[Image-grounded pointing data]
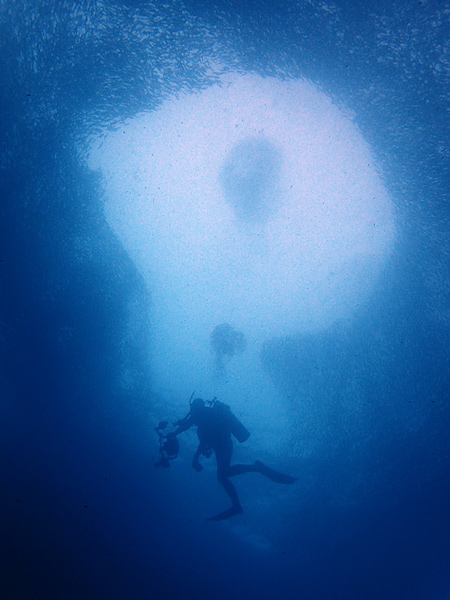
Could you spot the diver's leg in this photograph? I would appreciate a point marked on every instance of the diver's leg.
(223, 457)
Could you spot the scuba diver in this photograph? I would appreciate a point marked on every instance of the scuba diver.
(215, 424)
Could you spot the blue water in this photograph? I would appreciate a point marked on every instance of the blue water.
(84, 512)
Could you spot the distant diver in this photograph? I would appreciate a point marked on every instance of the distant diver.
(215, 424)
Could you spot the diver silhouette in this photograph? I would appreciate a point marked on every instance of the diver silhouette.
(215, 425)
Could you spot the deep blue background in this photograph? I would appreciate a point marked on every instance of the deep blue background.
(84, 514)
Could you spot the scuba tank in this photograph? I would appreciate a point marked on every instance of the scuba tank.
(238, 430)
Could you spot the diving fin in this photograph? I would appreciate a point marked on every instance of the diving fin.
(274, 475)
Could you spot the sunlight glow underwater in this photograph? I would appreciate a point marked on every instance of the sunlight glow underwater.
(256, 203)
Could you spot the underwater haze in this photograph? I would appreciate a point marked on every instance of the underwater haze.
(249, 201)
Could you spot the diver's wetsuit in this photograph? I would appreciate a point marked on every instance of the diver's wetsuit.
(214, 433)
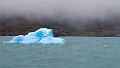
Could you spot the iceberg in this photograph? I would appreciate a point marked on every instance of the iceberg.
(42, 35)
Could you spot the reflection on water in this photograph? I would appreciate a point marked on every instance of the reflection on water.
(78, 52)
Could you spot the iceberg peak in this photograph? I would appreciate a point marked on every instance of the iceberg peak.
(42, 35)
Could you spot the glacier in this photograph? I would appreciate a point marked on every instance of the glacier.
(42, 35)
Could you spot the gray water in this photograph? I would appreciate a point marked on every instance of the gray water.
(78, 52)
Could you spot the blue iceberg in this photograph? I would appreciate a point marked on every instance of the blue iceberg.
(42, 35)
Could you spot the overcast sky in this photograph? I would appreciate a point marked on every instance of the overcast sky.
(88, 8)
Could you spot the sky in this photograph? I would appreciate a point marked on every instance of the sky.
(67, 8)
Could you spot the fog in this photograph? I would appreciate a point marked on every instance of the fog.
(65, 8)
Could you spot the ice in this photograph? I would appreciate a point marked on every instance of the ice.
(42, 35)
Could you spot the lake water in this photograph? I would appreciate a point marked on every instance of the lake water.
(78, 52)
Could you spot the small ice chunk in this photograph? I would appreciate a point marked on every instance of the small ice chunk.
(42, 35)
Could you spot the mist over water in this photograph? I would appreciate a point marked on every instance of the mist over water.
(76, 12)
(67, 8)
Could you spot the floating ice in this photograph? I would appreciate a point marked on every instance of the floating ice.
(42, 35)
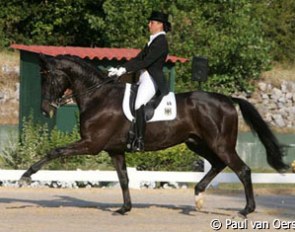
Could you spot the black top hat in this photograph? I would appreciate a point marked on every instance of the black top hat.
(161, 17)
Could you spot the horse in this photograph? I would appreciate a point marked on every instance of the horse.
(206, 122)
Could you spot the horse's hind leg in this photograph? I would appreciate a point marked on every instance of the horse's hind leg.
(244, 174)
(216, 167)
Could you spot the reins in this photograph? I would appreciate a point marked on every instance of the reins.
(65, 99)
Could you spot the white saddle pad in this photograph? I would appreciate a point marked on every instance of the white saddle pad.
(165, 111)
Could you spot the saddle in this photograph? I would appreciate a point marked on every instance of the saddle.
(159, 108)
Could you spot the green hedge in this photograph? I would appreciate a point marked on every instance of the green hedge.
(36, 140)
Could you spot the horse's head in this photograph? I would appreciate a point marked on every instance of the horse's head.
(54, 82)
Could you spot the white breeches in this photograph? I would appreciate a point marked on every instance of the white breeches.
(146, 89)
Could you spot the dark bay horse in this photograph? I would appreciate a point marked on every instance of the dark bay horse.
(206, 122)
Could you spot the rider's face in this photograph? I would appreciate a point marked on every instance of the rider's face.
(155, 26)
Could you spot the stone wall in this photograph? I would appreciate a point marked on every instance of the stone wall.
(276, 104)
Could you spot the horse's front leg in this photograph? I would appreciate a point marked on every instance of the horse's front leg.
(77, 148)
(120, 165)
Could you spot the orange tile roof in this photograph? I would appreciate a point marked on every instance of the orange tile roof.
(91, 53)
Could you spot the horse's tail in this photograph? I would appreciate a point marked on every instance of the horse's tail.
(274, 150)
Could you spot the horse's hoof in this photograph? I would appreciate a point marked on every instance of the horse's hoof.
(199, 201)
(122, 211)
(24, 181)
(239, 216)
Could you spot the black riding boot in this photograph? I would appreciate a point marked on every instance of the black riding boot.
(138, 144)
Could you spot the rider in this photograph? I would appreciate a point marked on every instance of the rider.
(150, 63)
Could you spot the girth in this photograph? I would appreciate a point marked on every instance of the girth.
(150, 107)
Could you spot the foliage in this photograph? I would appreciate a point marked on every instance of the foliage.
(237, 37)
(278, 19)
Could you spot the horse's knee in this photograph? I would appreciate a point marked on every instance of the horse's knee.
(245, 172)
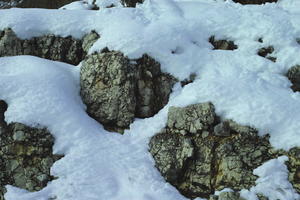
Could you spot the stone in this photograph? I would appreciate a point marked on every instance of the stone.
(63, 49)
(116, 89)
(224, 158)
(25, 155)
(131, 3)
(293, 75)
(254, 1)
(265, 51)
(222, 44)
(49, 4)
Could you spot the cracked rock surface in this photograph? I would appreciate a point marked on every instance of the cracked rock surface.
(199, 154)
(25, 155)
(116, 89)
(64, 49)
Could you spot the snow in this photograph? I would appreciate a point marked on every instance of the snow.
(243, 86)
(272, 182)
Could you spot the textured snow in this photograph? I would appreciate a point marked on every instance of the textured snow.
(243, 86)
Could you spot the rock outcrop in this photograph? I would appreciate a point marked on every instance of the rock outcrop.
(25, 155)
(265, 52)
(254, 1)
(64, 49)
(222, 44)
(293, 75)
(199, 154)
(116, 89)
(131, 3)
(49, 4)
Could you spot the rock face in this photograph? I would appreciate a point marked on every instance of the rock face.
(222, 44)
(199, 154)
(25, 155)
(50, 4)
(131, 3)
(254, 1)
(116, 89)
(265, 51)
(294, 76)
(64, 49)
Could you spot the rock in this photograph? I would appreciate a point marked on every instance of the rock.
(25, 155)
(222, 44)
(254, 1)
(64, 49)
(265, 51)
(108, 88)
(224, 158)
(50, 4)
(116, 89)
(293, 75)
(131, 3)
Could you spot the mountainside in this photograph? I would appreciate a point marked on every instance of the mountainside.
(150, 100)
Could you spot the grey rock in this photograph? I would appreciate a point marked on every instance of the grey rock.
(293, 75)
(131, 3)
(116, 89)
(64, 49)
(224, 158)
(25, 155)
(222, 44)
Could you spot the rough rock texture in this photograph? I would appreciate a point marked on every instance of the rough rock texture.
(199, 154)
(25, 155)
(131, 3)
(294, 76)
(116, 89)
(254, 1)
(64, 49)
(50, 4)
(265, 51)
(222, 44)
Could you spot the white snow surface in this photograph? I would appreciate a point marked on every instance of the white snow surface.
(243, 86)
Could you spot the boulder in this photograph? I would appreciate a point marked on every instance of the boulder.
(293, 75)
(199, 154)
(25, 155)
(64, 49)
(117, 89)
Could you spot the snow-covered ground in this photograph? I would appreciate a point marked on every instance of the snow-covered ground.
(243, 86)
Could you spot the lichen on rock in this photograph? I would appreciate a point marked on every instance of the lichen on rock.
(64, 49)
(25, 154)
(117, 89)
(199, 154)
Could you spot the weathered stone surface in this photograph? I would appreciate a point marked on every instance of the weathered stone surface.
(294, 76)
(108, 88)
(50, 4)
(131, 3)
(198, 154)
(25, 155)
(254, 1)
(64, 49)
(265, 51)
(222, 44)
(116, 89)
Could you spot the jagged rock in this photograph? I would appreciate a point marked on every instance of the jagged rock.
(25, 155)
(293, 75)
(64, 49)
(198, 161)
(265, 51)
(131, 3)
(116, 89)
(222, 44)
(50, 4)
(108, 88)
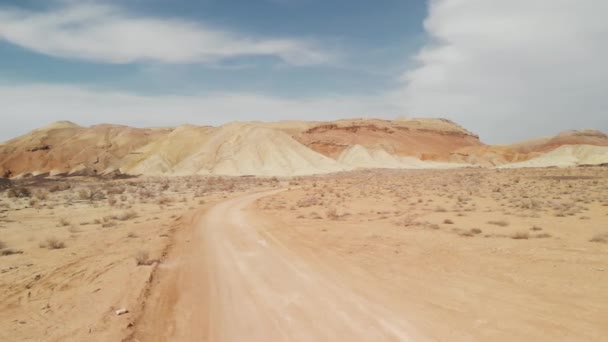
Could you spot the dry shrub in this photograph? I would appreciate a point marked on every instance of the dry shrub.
(142, 258)
(476, 231)
(52, 243)
(112, 201)
(600, 238)
(42, 195)
(19, 192)
(308, 202)
(116, 190)
(90, 194)
(63, 222)
(332, 214)
(501, 223)
(127, 215)
(108, 224)
(59, 187)
(9, 251)
(520, 236)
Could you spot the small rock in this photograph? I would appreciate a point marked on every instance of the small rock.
(121, 311)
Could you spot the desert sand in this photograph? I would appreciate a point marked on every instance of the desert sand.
(354, 240)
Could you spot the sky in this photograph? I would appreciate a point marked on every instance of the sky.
(507, 70)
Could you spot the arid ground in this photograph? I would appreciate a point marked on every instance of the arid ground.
(380, 255)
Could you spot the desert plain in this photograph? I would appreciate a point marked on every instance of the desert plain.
(466, 254)
(354, 230)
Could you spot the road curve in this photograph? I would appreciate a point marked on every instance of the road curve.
(262, 292)
(233, 282)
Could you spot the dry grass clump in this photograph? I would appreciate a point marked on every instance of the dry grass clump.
(501, 223)
(307, 202)
(63, 222)
(127, 215)
(52, 243)
(60, 187)
(520, 236)
(18, 192)
(476, 231)
(4, 251)
(90, 194)
(142, 258)
(116, 190)
(42, 195)
(600, 238)
(332, 214)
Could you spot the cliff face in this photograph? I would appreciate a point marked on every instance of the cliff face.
(412, 137)
(577, 137)
(65, 147)
(270, 149)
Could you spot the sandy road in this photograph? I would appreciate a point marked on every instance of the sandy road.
(236, 283)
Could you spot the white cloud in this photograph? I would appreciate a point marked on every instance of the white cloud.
(108, 34)
(513, 69)
(27, 107)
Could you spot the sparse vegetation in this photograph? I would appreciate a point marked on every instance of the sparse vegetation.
(52, 243)
(142, 258)
(500, 223)
(600, 238)
(520, 236)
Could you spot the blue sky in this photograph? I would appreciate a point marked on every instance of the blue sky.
(372, 43)
(507, 71)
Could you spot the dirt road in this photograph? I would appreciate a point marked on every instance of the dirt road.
(234, 282)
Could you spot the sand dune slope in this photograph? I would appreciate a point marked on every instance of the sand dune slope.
(566, 156)
(238, 149)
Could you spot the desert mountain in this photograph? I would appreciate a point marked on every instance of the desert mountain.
(280, 148)
(65, 147)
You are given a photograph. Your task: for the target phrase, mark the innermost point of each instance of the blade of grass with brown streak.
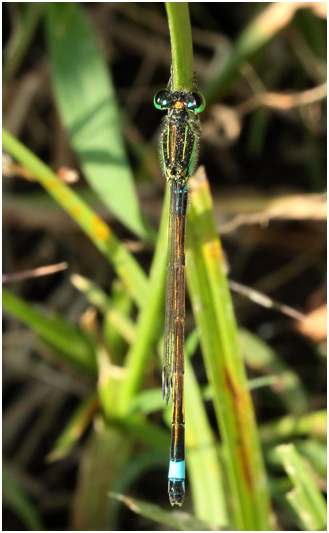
(214, 316)
(100, 234)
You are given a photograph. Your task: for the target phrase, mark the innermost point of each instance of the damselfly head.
(165, 99)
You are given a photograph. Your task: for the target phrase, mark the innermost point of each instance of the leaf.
(88, 108)
(100, 234)
(260, 357)
(74, 429)
(306, 499)
(67, 341)
(213, 311)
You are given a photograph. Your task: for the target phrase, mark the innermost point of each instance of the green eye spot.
(200, 102)
(162, 99)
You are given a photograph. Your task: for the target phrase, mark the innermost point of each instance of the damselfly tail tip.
(176, 490)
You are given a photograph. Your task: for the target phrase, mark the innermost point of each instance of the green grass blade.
(15, 498)
(123, 306)
(104, 459)
(67, 341)
(181, 45)
(260, 357)
(311, 424)
(102, 302)
(253, 37)
(305, 498)
(29, 14)
(74, 429)
(177, 520)
(214, 316)
(150, 317)
(88, 108)
(100, 234)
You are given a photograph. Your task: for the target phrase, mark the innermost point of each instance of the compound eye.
(196, 102)
(162, 99)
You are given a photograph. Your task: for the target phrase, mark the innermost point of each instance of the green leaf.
(100, 234)
(88, 108)
(104, 459)
(306, 499)
(177, 520)
(67, 341)
(213, 311)
(149, 319)
(102, 302)
(74, 429)
(260, 357)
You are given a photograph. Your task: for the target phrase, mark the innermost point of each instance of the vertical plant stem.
(181, 45)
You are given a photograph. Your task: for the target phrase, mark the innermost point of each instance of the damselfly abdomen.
(178, 152)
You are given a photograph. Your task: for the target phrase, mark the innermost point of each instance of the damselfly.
(178, 149)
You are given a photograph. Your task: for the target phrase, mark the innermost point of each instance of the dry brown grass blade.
(260, 210)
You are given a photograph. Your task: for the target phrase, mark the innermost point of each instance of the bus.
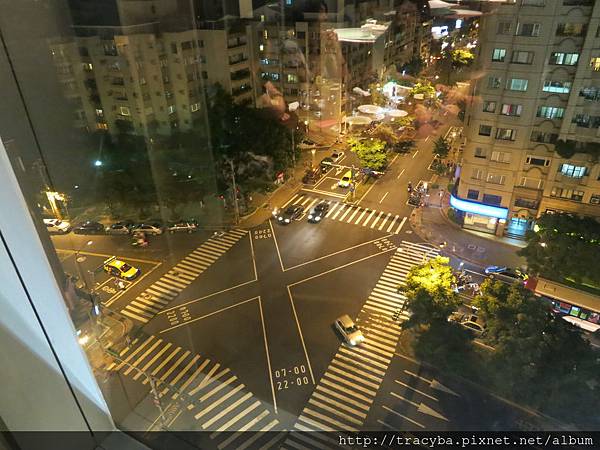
(580, 308)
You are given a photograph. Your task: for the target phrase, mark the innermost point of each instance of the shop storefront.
(479, 216)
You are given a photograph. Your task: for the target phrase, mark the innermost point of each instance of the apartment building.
(147, 76)
(537, 98)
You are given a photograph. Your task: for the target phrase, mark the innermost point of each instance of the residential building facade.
(537, 99)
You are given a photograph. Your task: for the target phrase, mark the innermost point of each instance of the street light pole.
(235, 203)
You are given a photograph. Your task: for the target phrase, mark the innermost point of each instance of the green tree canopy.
(461, 57)
(370, 151)
(564, 247)
(429, 292)
(441, 147)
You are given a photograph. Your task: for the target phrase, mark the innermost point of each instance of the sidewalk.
(432, 224)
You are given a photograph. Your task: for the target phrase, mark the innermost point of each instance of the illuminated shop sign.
(478, 208)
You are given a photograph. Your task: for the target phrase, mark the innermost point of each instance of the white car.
(57, 226)
(149, 228)
(350, 332)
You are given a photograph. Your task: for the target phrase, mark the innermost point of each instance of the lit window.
(551, 112)
(557, 87)
(573, 171)
(511, 110)
(517, 84)
(505, 134)
(564, 59)
(498, 54)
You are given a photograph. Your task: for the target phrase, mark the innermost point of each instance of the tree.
(377, 97)
(384, 133)
(461, 58)
(370, 152)
(441, 147)
(564, 247)
(429, 292)
(425, 88)
(537, 354)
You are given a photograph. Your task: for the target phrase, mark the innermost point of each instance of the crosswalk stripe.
(376, 220)
(174, 366)
(191, 378)
(360, 217)
(225, 411)
(135, 352)
(163, 363)
(236, 418)
(392, 224)
(250, 441)
(366, 222)
(346, 374)
(364, 358)
(134, 316)
(356, 370)
(356, 211)
(401, 225)
(272, 442)
(217, 402)
(217, 388)
(134, 364)
(353, 361)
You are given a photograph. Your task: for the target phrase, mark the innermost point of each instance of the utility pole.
(235, 203)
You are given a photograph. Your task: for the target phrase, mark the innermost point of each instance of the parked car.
(121, 269)
(292, 212)
(153, 228)
(123, 227)
(350, 332)
(183, 226)
(318, 212)
(307, 143)
(345, 180)
(89, 227)
(506, 273)
(57, 226)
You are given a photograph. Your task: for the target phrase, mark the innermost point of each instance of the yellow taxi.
(121, 269)
(346, 179)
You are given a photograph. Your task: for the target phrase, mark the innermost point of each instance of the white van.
(57, 226)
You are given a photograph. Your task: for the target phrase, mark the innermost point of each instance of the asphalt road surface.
(235, 331)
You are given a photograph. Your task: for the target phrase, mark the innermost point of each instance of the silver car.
(350, 332)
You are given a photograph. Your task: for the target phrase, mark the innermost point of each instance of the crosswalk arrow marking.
(435, 384)
(423, 408)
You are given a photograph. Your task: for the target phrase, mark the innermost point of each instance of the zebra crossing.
(161, 292)
(345, 393)
(217, 399)
(352, 214)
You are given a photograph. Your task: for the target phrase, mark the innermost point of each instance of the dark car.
(123, 227)
(182, 226)
(505, 273)
(89, 227)
(292, 212)
(326, 164)
(318, 212)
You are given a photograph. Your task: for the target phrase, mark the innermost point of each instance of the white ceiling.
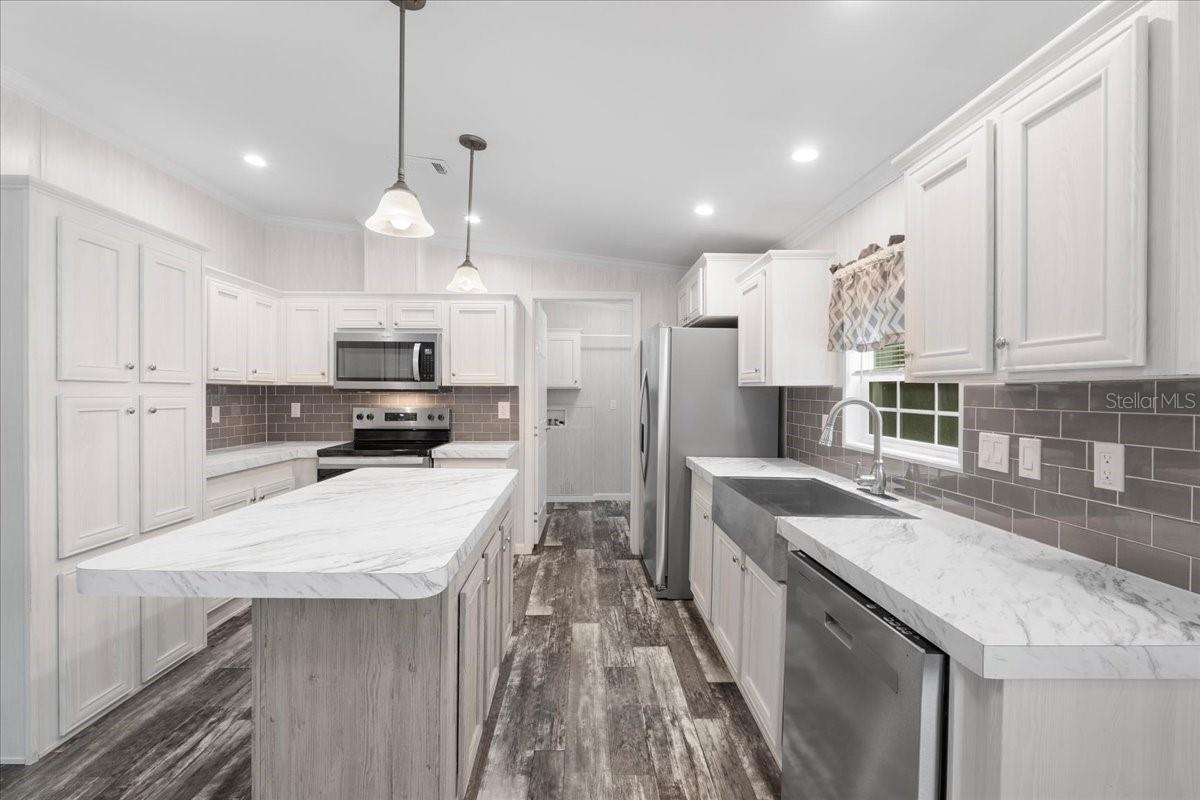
(606, 121)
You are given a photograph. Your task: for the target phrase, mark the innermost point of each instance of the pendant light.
(399, 212)
(466, 277)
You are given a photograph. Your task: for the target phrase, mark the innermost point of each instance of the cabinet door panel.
(171, 313)
(262, 338)
(727, 599)
(948, 259)
(97, 638)
(762, 649)
(172, 630)
(1072, 194)
(478, 343)
(97, 323)
(753, 330)
(97, 462)
(306, 342)
(226, 332)
(171, 461)
(701, 555)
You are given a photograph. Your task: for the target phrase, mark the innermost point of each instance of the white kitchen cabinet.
(726, 619)
(171, 318)
(565, 359)
(472, 667)
(226, 332)
(423, 314)
(262, 338)
(948, 259)
(172, 629)
(97, 639)
(701, 551)
(306, 341)
(479, 343)
(359, 314)
(1072, 202)
(783, 320)
(171, 459)
(763, 620)
(97, 296)
(97, 471)
(708, 292)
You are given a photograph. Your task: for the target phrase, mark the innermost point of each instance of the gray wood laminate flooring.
(605, 692)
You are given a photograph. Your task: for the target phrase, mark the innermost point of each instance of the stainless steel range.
(388, 437)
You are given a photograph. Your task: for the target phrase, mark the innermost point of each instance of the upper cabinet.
(564, 362)
(783, 307)
(481, 343)
(1049, 215)
(306, 341)
(948, 258)
(708, 292)
(1072, 214)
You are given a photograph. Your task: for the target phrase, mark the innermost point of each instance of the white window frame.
(856, 431)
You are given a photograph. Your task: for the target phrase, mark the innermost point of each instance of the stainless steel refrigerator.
(691, 405)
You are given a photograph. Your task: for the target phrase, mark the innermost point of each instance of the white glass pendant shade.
(467, 278)
(400, 215)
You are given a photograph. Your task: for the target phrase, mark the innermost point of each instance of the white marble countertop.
(1003, 606)
(475, 450)
(369, 534)
(234, 459)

§ **Work instruction**
Only output the lines from the one with "stainless steel range." through the end of the entries above, exactly as they are.

§ **Output**
You are given a photograph. Your task: for the target phrase, mark the innermost point of each instance of the stainless steel range.
(388, 437)
You are given a photograph. Your task: for the target phrase, mark the innermost point of each instance of the upper cabinet.
(564, 362)
(783, 307)
(481, 343)
(1049, 215)
(306, 341)
(948, 258)
(708, 292)
(1072, 214)
You are given a photograph. Your task: for the target phrase, mark the innermost point of each instance of the white window frame.
(856, 431)
You are given a photograph. Your task: for the target phrase, mark the innermost point of each instance of the stainless steel refrigerator.
(691, 405)
You are given a photograph. Your task: for the target phrase, mark the innermost point of each instance of the white glass pendant shade.
(467, 278)
(400, 215)
You are given a photograph. Your task: for the target phrase, mark the innermost point of each instance of the white marble countertop.
(1003, 606)
(475, 450)
(369, 534)
(234, 459)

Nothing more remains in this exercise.